Texte cité:
=====

Ainsi, en même temps que nous trouvons dans la conception cosmologique d’Anaximène, un motif pour le séparer chronologiquement d’Anaximandre, nous n’en rencontrons point qui dénote chez lui une connaissance quelconque des doctrines pythagoriciennes ; pour Xénophane, on arriverait au même résultat négatif ; le seul rapprochement que l’on puisse faire, qu’Anaximène et Xénophane aient donné des explications assez semblables de l’arc en ciel[2], est évidemment d’un caractère accidentel, quand même on admettrait que le phénomène en question avait été négligé par Anaximandre.

Une des questions que nous avons soulevées au début de cette étude se trouve ainsi épuisée. Mais avant de passer à l’autre, la liaison des opinions d’Anaximène avec les doctrines postérieures, nous devons signaler un autre progrès scientifique sérieux dont son œuvre témoigne par rapport à l’époque d’Anaximandre, et nous avons à y insister d’autant plus qu’il s’agit de données négligées par les historiens de la philosophie et de l’astronomie.

=====

Extraits de données:
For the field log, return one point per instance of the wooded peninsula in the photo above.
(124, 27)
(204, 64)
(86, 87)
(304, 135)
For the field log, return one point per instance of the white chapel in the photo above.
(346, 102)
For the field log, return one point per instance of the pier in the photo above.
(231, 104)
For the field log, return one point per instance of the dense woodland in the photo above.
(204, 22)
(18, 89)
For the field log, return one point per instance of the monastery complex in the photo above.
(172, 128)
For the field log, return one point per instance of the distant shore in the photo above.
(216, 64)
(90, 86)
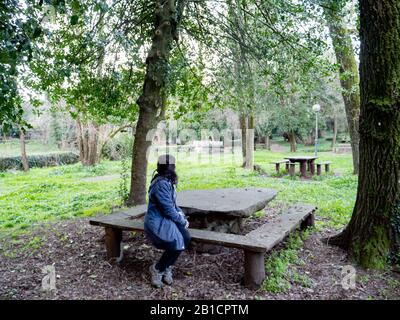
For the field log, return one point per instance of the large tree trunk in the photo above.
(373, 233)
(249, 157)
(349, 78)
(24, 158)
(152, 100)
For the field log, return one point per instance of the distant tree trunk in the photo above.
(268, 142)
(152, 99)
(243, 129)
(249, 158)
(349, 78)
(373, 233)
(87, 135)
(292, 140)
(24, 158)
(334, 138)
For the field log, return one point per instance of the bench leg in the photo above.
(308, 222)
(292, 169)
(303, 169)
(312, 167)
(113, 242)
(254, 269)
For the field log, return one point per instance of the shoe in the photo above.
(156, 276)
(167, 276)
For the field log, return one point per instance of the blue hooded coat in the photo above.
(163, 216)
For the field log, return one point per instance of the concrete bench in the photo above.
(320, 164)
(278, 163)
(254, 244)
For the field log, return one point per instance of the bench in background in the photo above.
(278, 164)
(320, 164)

=====

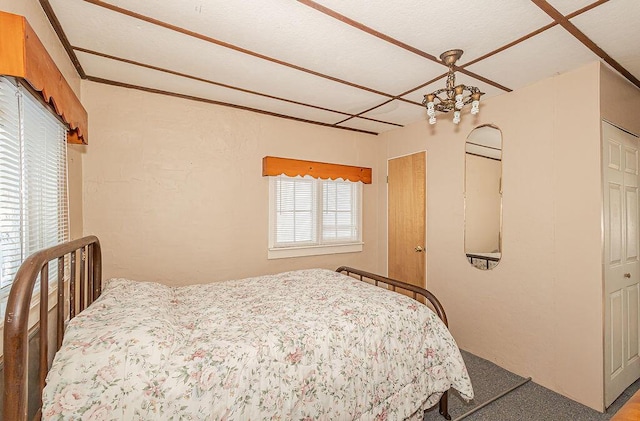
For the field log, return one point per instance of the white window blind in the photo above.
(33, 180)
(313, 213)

=====

Poursuivez le texte consacré à Anaximène à la suite de sa dernière phrase.

Réponse attendue:
D’après Hippolyte (Philosoph. 7) Anaximène considère les astres comme de nature ignée, mais il admet que, dans l’espace qu’ils parcourent, circulent en même temps qu’eux et de la même façon des corps de nature terreuse. Stobée (eclog. I, 24) répète la même donnée en ajoutant que ces corps sont invisibles[3].

Zeller ne voit là que l’indication d’un noyau terrestre pour les astres ; cette opinion est en désaccord avec tous les témoignages qui représentent unaniment la substance des astres comme exclusivement ignée au yeux d’Anaximène ; elle est particulièrement en contradiction formelle avec la donnée propre à Stobée. Teichmüller pense qu’il s’agit de la voûte céleste solide ; mais le pluriel (σώματα ou φύσεις) est peu explicable dans cette hypothèse.

Comment le Milésien a-t-il pu être amené à imaginer ces astres obscurs circulant à côté des autres ? Il n’y a pas à en douter, c’était pour expliquer les éclipses et les phases de la lune. Qu’on se rap-

  1. Pour les communications que l’école a pu avoir, soit après Pythagore, soit de son vivant même, avec la Chaldée, que l’on songe, par exemple, à ce médecin Démocède, qui s’échappa de la cour de Darius, épousa la fille de Milon de Crotone, et joua un rôle actif dans les guerres civiles où sombra l’institut pythagorique (Hérodote, III, 129-137. Iamblique, de Pyth. vita ed. Kiessling. pp. 506, 512.).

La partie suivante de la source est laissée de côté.